----- READING TEXT

Balakrishna Eradi, C.J.
1. The Income-tax Appellate Tribunal, Cochin Bench (hereinafter called 'the Tribunal'), has referred to thiscourt under Section 256(1) of the Income-tax Act, 1961--for short, 'the Act'--the following question :
' Whether, on the facts and in the circumstances of the case, was the Tribunal justified in holding that the Income-tax Officer had jurisdiction to go into the source of income which was not considered in the original assessment and which was set aside by the Appellate Assistant Commissioner '
2. The assessee is an individual who was deriving income from property as well as by way of a share from partnership business, apart from his own separate business in timber and petrol agency. In the return filed by the assessee for the assessment year 1963-64, for which the accounting period was the year which ended on March 31, 1963, the assessee had put forward a claim for deduction of interest amounting to Rs. 60,749 on the basis that he had effected certain borrowals from Marwadi hundi brokers. On an investigation conducted by him into the said claim of the assessee the ITO found that the borrowals referred to by the assessee purported to be renewals of loans originally taken in January, 1961. The assessee was asked to produce evidence in proof of the genuineness of those transactions of borrowing. But he did not examine any of the parties connected with those transactions, nor even produce the discharged hundis. The ITO further found that the assessee had withdrawn large amounts of cash from the funds allegedly borrowed and out of the total borrowals shown in the accounts amounting to Rs. 4,81,000 the assessee had utilised for his own personal purposes Rs. 1,90,000. The borrowals alleged to have been made from the Marwadi hundi dealers aggregated to Rs. 1,05,000 and the claim for deduction of interest payment in respect thereof amounting to Rs. 42,693 was disallowed by the ITO on the ground that the genuineness of the borrowings had not been proved. But, while disallowing the said claim for deduction of interest, the ITO did not make any addition of the amounts covered by the alleged hundis as income from unexplained sources.
3. The assessee carried the matter in appeal before the AAC contending that the disallowance of the claim for deduction of interest on the hundi transactions was illegal and unwarranted. The AAC on examining the case was of opinion that certain matters required further investigation. He found that the capital account showed a debit balance of Rs. 60,000 which was not properly explained. At the same time it was seen that the total withdrawals amounted to Rs. 5,00,000, while the total deposit was approximately Rs. 4,00,000. The AAC, therefore, felt that there was some justification in the submission of the assessee that he was withdrawing and re-depositing moneys depending on the needs of the business. Since this crucial-aspect in the matter had not been gone into by the ITO before hefinalised the assessment disallowing the claim for deduction for the interest payment, the AAC set aside the assessment and directed the ITO ' to re-do the assessment after taking into account all the aspects of this case '. Inasmuch as he was setting aside the entire assessment, the appellate authority declined to consider the further point agitated by the appellant before him concerning the addition of Rs. 10,000 as gross profit.

----------
----- RECORDS SHOWN

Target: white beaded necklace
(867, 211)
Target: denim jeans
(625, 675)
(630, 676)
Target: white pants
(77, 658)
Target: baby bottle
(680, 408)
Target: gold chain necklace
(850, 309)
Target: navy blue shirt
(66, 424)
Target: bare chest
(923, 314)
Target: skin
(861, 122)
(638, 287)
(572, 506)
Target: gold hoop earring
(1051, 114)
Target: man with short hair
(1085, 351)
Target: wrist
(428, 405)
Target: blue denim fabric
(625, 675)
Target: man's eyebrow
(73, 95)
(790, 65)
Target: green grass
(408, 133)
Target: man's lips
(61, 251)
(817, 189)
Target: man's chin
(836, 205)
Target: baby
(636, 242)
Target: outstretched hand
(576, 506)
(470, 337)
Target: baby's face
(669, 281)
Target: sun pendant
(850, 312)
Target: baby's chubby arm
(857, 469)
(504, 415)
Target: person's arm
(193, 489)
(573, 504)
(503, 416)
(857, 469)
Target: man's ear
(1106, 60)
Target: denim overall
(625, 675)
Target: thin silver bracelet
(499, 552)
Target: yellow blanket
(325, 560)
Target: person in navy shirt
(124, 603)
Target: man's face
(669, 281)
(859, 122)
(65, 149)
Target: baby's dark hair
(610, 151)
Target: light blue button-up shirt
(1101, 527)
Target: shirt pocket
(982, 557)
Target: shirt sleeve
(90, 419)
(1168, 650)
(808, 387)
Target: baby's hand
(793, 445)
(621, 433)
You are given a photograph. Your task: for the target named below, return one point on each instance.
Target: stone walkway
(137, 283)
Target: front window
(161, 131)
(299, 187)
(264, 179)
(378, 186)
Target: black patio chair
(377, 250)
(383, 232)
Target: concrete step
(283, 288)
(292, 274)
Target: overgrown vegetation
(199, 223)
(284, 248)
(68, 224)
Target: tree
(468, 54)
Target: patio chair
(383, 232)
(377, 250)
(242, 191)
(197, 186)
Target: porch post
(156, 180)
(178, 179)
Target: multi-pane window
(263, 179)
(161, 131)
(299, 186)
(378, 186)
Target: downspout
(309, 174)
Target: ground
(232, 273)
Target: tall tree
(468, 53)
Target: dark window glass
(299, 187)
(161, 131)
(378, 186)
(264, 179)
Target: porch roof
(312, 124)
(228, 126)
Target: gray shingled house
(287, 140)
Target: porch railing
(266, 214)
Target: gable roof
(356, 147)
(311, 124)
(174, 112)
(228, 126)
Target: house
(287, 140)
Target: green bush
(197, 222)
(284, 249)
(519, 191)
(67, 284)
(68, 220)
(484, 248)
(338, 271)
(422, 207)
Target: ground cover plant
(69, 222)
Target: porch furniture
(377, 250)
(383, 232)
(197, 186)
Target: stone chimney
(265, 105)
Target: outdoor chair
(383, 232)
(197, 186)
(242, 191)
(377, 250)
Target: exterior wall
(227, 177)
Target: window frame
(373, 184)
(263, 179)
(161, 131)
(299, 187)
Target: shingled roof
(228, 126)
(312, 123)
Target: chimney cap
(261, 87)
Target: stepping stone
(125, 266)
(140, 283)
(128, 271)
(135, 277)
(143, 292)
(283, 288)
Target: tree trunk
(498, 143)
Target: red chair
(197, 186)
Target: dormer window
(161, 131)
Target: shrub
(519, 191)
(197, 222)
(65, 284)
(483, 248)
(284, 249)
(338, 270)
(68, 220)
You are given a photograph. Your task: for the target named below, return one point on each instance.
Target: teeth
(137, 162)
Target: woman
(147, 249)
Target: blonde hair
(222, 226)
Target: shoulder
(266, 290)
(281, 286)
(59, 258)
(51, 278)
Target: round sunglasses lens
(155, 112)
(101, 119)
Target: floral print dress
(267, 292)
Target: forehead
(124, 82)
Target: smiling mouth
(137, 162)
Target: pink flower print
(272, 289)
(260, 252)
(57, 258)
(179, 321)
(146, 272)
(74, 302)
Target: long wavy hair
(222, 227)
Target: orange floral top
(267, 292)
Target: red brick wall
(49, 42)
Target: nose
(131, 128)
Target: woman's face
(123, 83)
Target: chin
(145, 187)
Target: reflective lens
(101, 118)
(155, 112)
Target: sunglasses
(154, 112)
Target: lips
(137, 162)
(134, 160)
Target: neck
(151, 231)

----------
----- RECORDS SHOWN

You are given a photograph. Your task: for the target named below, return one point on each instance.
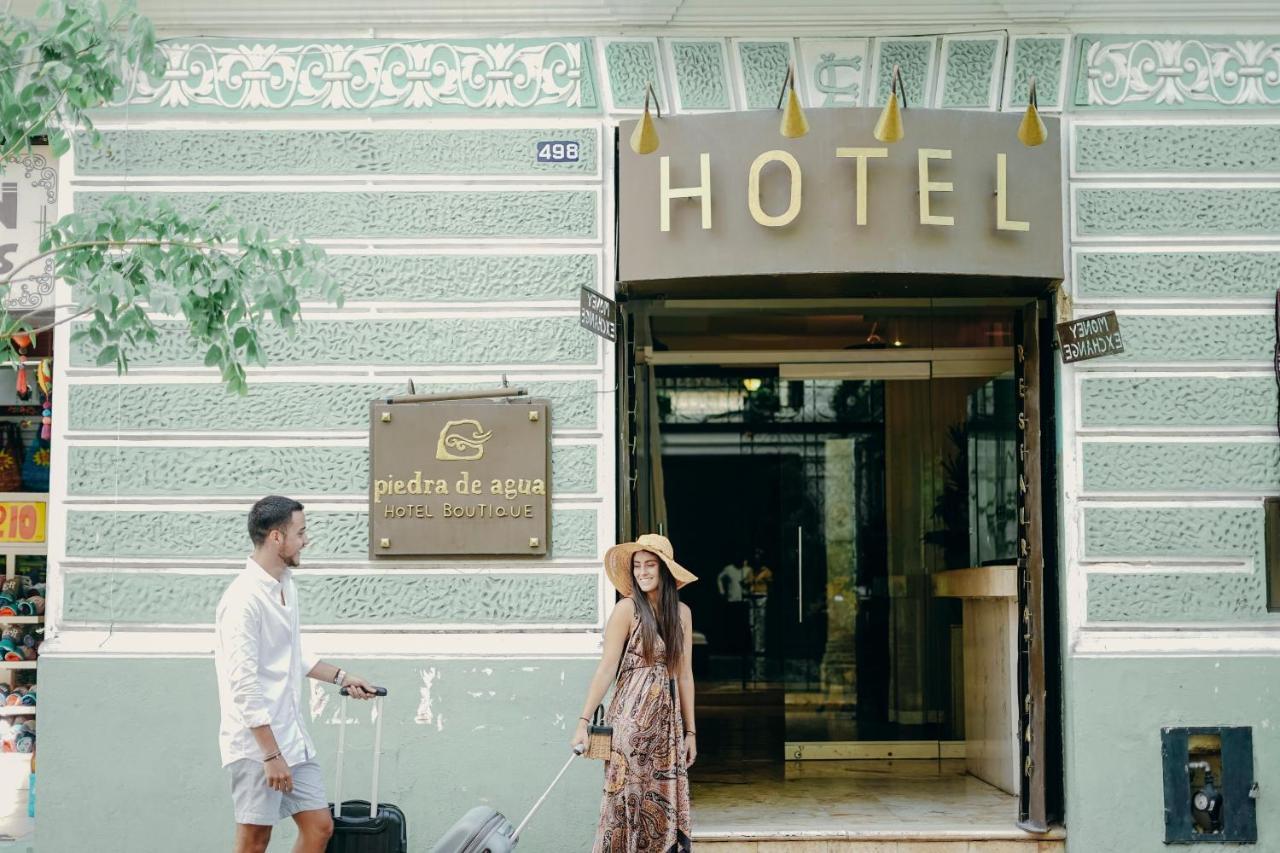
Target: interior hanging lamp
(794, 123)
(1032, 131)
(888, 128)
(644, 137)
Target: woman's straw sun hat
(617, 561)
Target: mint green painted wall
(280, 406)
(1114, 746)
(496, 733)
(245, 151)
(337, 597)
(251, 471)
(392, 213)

----------
----- RECORDS SHOWN

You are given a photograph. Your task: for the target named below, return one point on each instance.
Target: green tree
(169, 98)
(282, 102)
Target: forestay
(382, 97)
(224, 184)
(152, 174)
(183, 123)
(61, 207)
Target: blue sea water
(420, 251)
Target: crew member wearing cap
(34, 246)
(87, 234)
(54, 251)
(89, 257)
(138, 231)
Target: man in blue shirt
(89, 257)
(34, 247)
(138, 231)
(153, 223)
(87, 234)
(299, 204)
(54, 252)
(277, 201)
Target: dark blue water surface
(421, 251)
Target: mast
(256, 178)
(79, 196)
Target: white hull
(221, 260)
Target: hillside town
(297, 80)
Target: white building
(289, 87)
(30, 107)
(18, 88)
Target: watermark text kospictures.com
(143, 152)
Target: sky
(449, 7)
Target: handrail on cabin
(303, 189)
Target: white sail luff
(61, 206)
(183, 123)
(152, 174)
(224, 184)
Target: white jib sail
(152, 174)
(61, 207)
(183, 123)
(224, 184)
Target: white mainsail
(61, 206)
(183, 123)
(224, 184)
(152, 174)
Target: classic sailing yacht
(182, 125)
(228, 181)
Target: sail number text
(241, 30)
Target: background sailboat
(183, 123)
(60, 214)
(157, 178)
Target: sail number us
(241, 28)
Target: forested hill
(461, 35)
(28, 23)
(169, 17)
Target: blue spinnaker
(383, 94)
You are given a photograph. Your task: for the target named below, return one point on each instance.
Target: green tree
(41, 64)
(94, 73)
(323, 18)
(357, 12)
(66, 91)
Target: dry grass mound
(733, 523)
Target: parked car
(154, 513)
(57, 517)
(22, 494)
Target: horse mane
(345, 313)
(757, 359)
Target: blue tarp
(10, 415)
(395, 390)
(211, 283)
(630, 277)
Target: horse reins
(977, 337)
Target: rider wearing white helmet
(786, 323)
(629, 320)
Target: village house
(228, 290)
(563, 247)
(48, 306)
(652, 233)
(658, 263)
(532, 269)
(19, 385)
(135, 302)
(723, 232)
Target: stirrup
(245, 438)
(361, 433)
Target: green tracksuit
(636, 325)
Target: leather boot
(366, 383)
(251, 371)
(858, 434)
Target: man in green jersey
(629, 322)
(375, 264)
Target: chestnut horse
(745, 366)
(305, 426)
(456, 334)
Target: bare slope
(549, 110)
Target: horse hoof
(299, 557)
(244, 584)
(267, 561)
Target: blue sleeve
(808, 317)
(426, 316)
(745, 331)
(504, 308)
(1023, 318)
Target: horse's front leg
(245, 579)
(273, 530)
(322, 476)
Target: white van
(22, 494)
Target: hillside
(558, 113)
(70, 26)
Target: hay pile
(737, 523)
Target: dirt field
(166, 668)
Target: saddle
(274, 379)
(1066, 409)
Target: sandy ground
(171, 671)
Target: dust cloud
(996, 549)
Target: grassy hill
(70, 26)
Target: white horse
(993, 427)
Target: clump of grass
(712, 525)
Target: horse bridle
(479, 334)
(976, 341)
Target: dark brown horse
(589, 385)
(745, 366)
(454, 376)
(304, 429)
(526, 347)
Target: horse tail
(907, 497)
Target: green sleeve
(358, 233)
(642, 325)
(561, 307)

----------

Using the income-tax judgment at the top of the page, say whether each statement agrees with it: 1. The Income-tax Officer added the amounts covered by the alleged hundis as income from unexplained sources. 2. The borrowals alleged to have been made from the Marwadi hundi dealers came to Rs. 1,05,000 in total. 3. The Appellate Assistant Commissioner ruled on the addition of Rs. 10,000 as gross profit. For each, answer yes or no and quote the words of the judgment that decide it.

### [WRITTEN RESPONSE]
1. No: "the ITO did not make any addition of the amounts covered by the alleged hundis as income from unexplained sources"
2. Yes: "The borrowals alleged to have been made from the Marwadi hundi dealers aggregated to Rs. 1,05,000"
3. No: "the appellate authority declined to consider the further point agitated by the appellant before him concerning the addition of Rs. 10,000 as gross profit"